TASK: Copy exactly the lines from the line holding "of the rusted" through the end of the material, and no others; pictures stay out.

※

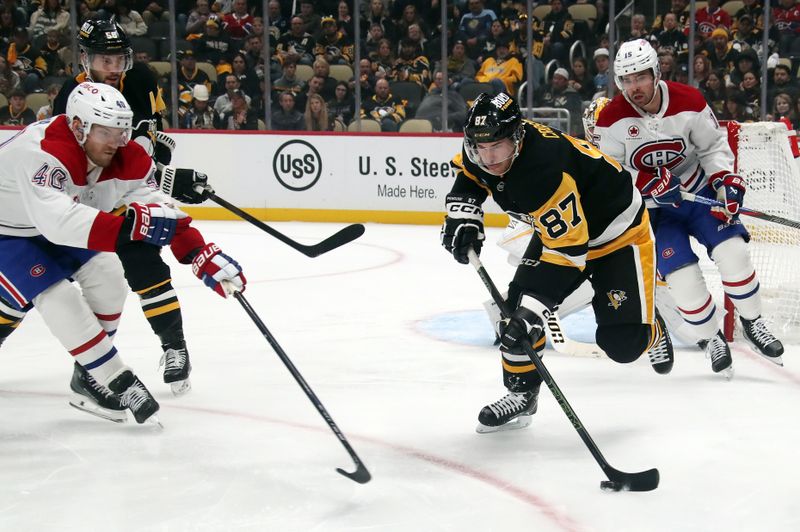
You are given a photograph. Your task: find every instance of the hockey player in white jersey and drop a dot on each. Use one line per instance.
(670, 141)
(60, 179)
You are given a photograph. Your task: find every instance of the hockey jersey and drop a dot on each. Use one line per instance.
(47, 187)
(579, 201)
(683, 136)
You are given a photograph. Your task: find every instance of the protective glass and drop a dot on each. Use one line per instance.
(116, 136)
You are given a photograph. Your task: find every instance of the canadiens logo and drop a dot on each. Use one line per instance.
(668, 153)
(615, 298)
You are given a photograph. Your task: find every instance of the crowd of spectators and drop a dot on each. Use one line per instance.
(222, 69)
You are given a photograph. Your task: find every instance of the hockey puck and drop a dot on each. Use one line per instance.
(610, 485)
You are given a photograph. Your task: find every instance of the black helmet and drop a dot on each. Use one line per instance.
(104, 36)
(492, 118)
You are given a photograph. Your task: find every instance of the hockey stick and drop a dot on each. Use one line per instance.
(617, 480)
(742, 210)
(360, 475)
(564, 344)
(344, 236)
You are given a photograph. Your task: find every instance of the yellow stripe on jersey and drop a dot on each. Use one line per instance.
(562, 224)
(633, 236)
(459, 162)
(157, 102)
(144, 290)
(157, 311)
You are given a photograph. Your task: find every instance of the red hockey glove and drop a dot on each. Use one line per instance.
(730, 192)
(216, 269)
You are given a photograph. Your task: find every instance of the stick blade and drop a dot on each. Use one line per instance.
(360, 475)
(641, 481)
(340, 238)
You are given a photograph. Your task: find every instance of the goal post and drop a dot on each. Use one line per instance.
(766, 158)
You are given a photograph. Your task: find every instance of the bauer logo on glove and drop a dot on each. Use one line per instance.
(217, 270)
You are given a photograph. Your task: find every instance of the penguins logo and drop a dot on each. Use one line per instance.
(616, 297)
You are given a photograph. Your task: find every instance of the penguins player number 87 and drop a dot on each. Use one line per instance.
(553, 221)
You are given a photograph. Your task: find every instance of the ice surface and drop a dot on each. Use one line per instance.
(388, 333)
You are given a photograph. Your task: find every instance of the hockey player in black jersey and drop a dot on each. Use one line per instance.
(106, 56)
(590, 223)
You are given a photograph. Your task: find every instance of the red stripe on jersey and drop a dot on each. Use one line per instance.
(108, 317)
(699, 310)
(684, 98)
(59, 141)
(12, 290)
(740, 283)
(104, 232)
(618, 109)
(88, 345)
(130, 162)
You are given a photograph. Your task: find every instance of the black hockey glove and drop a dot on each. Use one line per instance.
(524, 325)
(184, 184)
(463, 226)
(163, 148)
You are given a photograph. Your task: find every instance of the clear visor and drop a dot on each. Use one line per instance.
(115, 136)
(110, 63)
(490, 154)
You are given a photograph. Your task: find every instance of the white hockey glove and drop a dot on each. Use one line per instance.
(730, 192)
(184, 184)
(218, 271)
(153, 223)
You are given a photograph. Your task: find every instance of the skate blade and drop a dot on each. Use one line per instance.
(154, 422)
(81, 403)
(180, 387)
(515, 424)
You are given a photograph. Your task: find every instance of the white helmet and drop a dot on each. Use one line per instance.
(101, 104)
(590, 116)
(635, 56)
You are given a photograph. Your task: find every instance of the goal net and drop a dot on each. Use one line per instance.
(765, 159)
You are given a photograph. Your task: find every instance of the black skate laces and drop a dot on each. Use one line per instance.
(174, 359)
(509, 404)
(135, 396)
(659, 353)
(716, 349)
(758, 331)
(98, 387)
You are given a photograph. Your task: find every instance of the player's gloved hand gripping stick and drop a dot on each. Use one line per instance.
(617, 480)
(192, 187)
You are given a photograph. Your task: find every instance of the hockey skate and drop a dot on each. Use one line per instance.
(661, 354)
(177, 368)
(93, 398)
(134, 396)
(720, 354)
(765, 344)
(512, 412)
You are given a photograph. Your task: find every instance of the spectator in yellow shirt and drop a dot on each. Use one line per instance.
(503, 71)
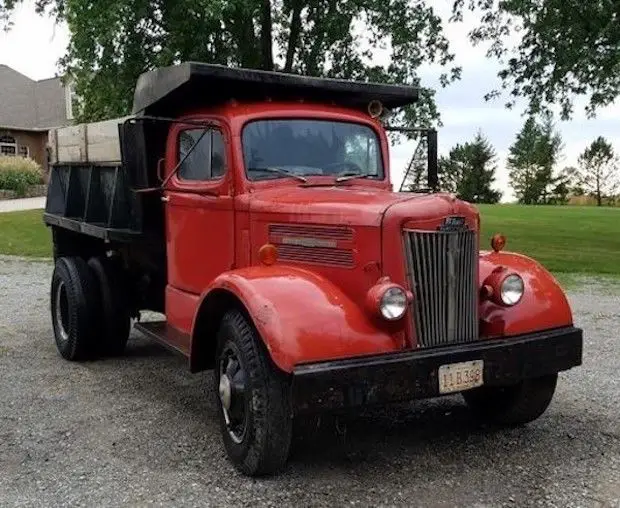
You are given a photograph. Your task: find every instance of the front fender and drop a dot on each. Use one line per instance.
(543, 306)
(301, 316)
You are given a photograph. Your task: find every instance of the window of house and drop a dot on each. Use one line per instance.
(8, 145)
(71, 100)
(203, 154)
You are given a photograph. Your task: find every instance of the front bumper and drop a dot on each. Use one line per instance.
(394, 377)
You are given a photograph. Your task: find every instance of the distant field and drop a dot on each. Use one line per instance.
(562, 238)
(24, 234)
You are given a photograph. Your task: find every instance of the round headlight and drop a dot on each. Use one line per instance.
(511, 290)
(393, 304)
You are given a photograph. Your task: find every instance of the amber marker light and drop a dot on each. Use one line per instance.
(268, 254)
(498, 242)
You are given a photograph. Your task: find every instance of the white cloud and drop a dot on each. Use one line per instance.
(34, 44)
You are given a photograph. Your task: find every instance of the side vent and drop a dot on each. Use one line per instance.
(320, 245)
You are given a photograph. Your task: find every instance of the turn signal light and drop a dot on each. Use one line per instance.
(268, 254)
(498, 242)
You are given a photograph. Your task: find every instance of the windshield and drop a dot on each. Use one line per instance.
(284, 148)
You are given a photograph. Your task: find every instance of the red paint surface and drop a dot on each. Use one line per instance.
(542, 307)
(303, 317)
(181, 308)
(311, 311)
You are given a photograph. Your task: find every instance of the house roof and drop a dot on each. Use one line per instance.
(28, 104)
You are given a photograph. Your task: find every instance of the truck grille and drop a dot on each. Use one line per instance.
(443, 268)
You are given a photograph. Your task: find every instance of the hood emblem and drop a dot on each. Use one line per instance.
(453, 224)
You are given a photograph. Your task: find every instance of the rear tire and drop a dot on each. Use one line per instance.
(512, 405)
(75, 308)
(113, 293)
(253, 399)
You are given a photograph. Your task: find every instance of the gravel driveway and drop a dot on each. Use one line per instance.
(140, 430)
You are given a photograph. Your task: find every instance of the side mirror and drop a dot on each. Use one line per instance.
(433, 164)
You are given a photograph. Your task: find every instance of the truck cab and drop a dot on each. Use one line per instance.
(254, 211)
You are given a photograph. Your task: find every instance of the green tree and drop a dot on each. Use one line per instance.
(469, 171)
(113, 42)
(564, 48)
(598, 170)
(531, 160)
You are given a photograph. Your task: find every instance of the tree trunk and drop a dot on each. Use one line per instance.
(293, 36)
(319, 24)
(265, 35)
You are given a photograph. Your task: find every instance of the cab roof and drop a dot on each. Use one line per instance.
(168, 91)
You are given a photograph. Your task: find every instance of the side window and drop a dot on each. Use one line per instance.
(203, 154)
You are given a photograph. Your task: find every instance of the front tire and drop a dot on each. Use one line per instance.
(253, 397)
(512, 405)
(75, 307)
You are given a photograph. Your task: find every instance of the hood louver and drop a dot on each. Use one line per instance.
(321, 245)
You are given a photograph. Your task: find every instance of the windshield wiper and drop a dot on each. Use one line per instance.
(281, 172)
(352, 176)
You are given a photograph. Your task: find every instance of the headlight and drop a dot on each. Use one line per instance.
(393, 304)
(511, 290)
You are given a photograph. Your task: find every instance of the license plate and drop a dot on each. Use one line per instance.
(458, 377)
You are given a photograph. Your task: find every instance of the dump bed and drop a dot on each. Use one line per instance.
(90, 191)
(104, 180)
(94, 143)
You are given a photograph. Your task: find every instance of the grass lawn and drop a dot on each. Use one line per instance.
(24, 234)
(565, 239)
(571, 239)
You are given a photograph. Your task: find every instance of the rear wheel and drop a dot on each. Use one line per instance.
(254, 399)
(113, 293)
(75, 307)
(512, 405)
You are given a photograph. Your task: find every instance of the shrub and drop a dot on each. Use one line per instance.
(18, 173)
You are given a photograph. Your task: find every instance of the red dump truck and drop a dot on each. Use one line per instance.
(254, 210)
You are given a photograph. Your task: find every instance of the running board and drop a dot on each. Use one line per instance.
(166, 335)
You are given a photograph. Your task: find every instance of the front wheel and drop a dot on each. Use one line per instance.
(512, 405)
(253, 397)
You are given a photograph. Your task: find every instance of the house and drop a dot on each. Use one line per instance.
(28, 109)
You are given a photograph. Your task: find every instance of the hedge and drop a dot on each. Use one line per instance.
(18, 174)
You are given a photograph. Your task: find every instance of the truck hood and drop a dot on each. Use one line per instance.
(347, 205)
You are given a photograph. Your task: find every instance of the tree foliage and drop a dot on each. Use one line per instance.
(598, 173)
(565, 48)
(531, 160)
(113, 42)
(469, 171)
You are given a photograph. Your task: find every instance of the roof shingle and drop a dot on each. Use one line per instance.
(29, 104)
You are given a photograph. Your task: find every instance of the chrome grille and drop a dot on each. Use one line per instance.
(443, 267)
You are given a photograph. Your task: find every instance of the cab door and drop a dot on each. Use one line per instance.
(199, 217)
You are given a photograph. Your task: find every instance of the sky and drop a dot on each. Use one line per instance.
(34, 45)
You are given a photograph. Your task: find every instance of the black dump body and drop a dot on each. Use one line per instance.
(120, 201)
(170, 90)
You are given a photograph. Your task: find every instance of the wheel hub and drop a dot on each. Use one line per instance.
(231, 392)
(62, 312)
(225, 392)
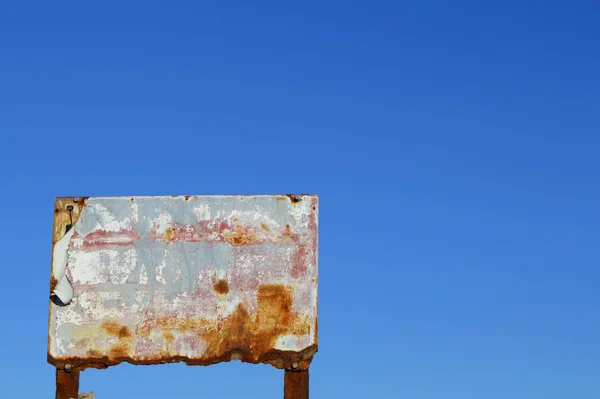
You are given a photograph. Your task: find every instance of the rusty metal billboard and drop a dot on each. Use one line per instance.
(194, 279)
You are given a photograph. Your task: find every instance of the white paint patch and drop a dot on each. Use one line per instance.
(143, 275)
(301, 212)
(202, 212)
(103, 266)
(290, 343)
(63, 289)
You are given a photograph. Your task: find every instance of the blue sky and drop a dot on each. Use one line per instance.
(454, 146)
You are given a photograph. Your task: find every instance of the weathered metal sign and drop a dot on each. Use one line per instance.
(198, 279)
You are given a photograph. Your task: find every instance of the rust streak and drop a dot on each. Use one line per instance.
(250, 337)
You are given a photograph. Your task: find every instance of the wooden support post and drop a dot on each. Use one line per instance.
(295, 384)
(67, 384)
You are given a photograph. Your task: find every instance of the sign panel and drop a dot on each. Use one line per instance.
(198, 279)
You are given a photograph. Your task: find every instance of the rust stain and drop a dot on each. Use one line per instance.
(67, 384)
(221, 287)
(242, 236)
(299, 265)
(178, 232)
(125, 343)
(294, 198)
(104, 239)
(116, 329)
(169, 234)
(242, 335)
(168, 336)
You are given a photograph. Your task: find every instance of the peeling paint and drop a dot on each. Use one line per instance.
(199, 279)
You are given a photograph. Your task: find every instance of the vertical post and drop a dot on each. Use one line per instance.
(295, 384)
(67, 384)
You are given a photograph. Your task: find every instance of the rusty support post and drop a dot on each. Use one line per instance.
(67, 384)
(295, 385)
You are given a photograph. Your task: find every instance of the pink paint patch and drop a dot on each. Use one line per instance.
(102, 239)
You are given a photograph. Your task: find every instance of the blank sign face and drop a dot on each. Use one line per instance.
(198, 279)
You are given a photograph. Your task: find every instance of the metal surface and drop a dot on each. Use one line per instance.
(198, 279)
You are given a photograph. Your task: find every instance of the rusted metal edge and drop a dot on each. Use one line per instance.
(289, 360)
(289, 195)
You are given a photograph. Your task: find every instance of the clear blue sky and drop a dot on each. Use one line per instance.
(454, 145)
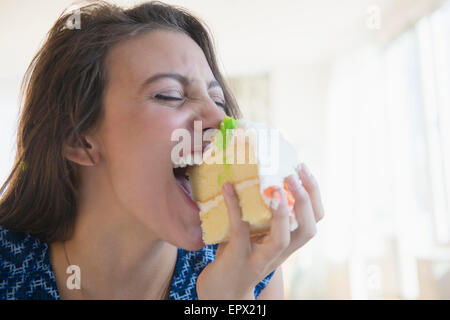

※

EXERCISE ANSWER:
You are given a photograph. Your task: find every instance of the rusted metal edge and drop a dot on each. Use one line per instance.
(289, 360)
(289, 195)
You are given a photograph. Your task: find every instance of the clear blue sky and drop a dot on each. Use one line per instance.
(454, 145)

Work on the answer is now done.